> **TEXTO FORNECIDO**:
A fábula de Uccellaci Uccellini, que aconteceu em 1200, faz uma referência explícita à atualidade. Pasolini cria a metáfora dos Gaviões e Passarinhos para mostrar a luta de classes na Itália dos anos 60 e seu objetivo marxista de conferir um papel revolucionário à classe operária. Pai e filho transformam-se em Frei Ciccillo e Frei Ninetto, e são encarregados por São Francisco de evangelizar Gaviões e Passarinhos. Ninetto é o completo idiota, que só sabe de sexo. Mas, com uma graça que só ele possui, carrega o pobre frade nas costas, enquanto a turba de desmiolados os ridiculariza. Esses personagens idiotas e louquinhos, como uma humanidade alienada, entram e saem do cenário, vão e vêm.
A mensagem do autor é expressa através de São Francisco: “Os pobres vivem massacrados pelos grandes, e são ricos somente de filhos. É preciso revelar Cristo aos fiéis carentes. É preciso predicar para os pássaros, evangelizar Gaviões e Passarinhos.” Quando o estúpido Ninetto vai atirar uma pedra nos passarinhos, Frei Ciccillo o impede afirmando: “Não somos santos, somos humanos, mas Deus nos deu um cérebro”.

> **TAREFA A REALIZAR**:
Responda com base no texto sobre a fábula de Pasolini.
(a) Em que ano aconteceu a fábula de Uccellaci Uccellini?
(b) Quem encarrega Frei Ciccillo e Frei Ninetto de evangelizar Gaviões e Passarinhos?
(c) O que Frei Ciccillo afirma ao impedir Ninetto de atirar uma pedra nos passarinhos?
Os registros não têm nenhuma relação com o texto.

> **Entradas retiradas de uma coleção**:
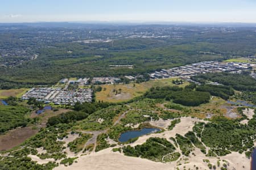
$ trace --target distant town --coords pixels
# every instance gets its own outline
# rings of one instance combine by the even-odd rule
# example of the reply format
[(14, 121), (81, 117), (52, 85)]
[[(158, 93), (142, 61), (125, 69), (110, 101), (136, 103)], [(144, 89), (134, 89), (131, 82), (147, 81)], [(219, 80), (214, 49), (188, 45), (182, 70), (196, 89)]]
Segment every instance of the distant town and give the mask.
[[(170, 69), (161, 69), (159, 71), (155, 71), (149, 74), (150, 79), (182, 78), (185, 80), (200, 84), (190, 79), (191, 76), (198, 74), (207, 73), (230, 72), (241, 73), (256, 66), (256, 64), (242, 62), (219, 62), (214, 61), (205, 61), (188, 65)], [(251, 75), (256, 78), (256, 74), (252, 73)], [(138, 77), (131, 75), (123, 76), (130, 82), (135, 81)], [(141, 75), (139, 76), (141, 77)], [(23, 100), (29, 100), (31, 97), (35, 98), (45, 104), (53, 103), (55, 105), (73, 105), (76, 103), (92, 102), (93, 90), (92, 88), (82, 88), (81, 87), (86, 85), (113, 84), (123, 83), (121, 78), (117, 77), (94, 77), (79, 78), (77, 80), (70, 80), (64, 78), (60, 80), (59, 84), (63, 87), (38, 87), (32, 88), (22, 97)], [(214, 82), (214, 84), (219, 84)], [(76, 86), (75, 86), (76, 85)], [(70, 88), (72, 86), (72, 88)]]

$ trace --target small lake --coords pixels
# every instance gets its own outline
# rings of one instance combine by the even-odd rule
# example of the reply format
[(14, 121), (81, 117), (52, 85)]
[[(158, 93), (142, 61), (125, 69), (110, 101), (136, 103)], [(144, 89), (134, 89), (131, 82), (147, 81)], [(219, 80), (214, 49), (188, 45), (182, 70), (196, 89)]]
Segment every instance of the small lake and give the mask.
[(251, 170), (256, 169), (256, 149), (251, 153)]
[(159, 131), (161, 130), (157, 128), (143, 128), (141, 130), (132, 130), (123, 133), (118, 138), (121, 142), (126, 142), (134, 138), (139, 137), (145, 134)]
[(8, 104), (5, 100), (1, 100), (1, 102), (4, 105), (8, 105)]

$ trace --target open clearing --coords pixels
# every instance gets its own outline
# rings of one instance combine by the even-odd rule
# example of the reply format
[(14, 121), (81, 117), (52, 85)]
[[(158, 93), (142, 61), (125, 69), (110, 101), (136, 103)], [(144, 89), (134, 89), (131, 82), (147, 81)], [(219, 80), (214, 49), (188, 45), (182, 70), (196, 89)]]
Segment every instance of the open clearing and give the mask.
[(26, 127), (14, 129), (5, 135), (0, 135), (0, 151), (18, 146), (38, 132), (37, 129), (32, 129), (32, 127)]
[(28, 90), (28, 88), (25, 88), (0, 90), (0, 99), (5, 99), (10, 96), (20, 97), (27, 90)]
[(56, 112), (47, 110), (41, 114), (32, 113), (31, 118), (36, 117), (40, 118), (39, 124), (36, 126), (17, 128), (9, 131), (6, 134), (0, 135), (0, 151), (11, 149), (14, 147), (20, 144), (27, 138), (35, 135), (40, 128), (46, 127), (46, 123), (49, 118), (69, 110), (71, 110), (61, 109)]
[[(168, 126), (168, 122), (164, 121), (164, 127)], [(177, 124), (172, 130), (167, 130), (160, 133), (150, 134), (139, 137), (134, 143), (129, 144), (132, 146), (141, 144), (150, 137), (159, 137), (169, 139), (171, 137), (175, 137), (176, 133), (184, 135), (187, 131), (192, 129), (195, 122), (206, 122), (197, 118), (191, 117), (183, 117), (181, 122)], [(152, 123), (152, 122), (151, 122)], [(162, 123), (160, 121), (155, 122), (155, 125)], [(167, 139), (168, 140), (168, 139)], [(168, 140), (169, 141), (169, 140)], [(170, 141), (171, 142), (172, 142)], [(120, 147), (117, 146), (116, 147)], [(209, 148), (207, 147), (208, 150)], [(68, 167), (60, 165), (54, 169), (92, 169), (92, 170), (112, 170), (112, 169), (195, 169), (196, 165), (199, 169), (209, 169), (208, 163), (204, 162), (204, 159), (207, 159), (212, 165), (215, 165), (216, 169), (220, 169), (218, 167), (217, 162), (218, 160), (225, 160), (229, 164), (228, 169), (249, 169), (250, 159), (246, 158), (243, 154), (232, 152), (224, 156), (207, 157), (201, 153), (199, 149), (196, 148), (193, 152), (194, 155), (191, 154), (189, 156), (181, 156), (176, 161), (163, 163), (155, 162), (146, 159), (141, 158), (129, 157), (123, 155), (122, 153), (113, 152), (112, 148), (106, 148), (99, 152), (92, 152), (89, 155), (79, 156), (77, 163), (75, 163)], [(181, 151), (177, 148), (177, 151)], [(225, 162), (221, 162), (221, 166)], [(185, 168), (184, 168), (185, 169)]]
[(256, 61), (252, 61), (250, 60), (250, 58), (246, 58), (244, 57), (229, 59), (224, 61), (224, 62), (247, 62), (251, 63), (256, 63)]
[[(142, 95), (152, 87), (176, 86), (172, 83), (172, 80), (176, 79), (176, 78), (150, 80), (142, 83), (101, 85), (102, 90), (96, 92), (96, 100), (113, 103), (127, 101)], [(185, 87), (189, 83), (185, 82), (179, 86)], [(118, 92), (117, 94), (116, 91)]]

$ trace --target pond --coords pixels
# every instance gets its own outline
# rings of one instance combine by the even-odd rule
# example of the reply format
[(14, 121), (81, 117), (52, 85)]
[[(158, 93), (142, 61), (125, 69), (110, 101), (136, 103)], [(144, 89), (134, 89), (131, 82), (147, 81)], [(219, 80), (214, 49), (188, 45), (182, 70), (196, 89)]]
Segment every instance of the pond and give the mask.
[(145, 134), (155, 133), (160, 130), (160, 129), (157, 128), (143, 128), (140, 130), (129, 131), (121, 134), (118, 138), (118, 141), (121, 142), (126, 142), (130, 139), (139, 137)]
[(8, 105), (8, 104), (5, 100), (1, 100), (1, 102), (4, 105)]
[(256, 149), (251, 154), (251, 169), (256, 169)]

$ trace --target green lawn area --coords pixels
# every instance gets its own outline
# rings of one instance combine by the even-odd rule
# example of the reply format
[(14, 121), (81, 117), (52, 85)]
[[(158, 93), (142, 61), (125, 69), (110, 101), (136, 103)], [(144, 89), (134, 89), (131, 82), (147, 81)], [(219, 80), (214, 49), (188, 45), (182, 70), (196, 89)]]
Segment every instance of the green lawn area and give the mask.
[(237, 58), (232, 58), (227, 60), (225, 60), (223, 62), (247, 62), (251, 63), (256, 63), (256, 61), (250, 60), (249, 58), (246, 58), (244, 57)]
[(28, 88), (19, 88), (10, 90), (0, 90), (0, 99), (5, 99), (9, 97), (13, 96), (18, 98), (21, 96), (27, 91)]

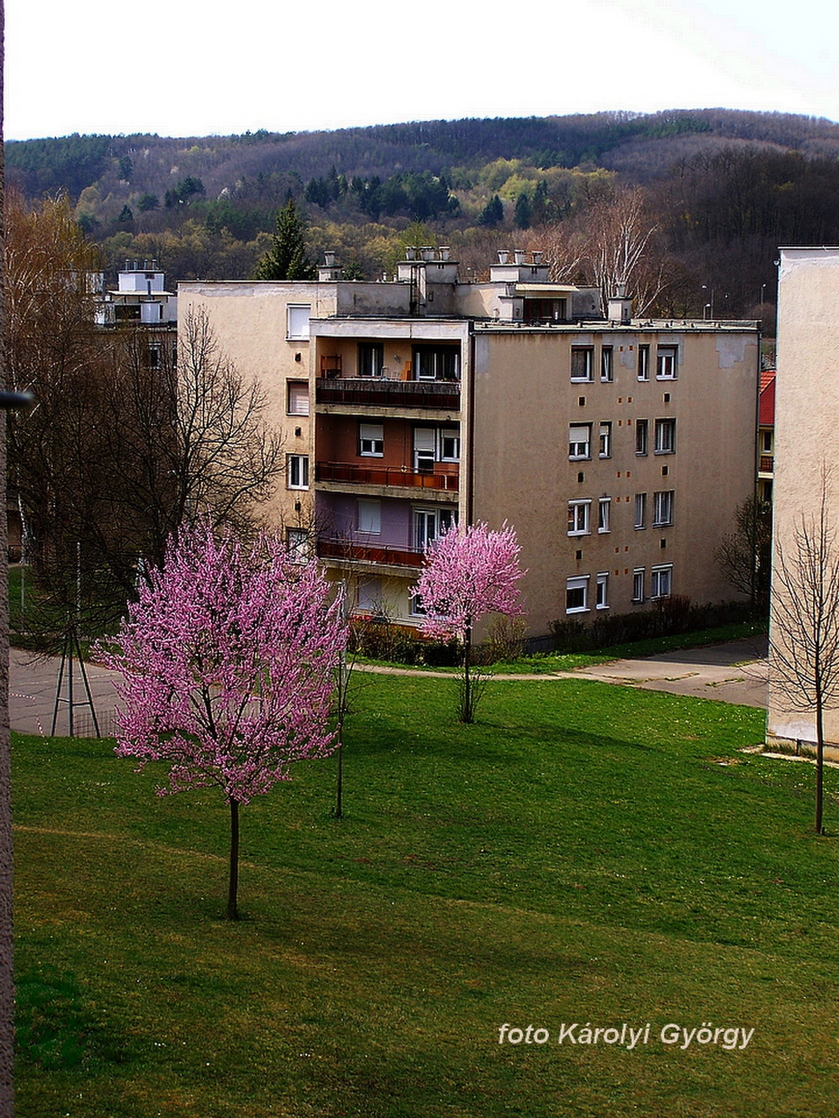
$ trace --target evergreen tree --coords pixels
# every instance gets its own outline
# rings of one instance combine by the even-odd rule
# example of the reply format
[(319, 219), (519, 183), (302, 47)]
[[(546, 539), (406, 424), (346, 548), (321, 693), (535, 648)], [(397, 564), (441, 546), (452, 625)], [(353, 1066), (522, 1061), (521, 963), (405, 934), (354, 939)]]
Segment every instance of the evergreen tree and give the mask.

> **RESULTADO DO EXERCÍCIO**:
(a) Em 1200.
(b) São Francisco.
(c) "Não somos santos, somos humanos, mas Deus nos deu um cérebro".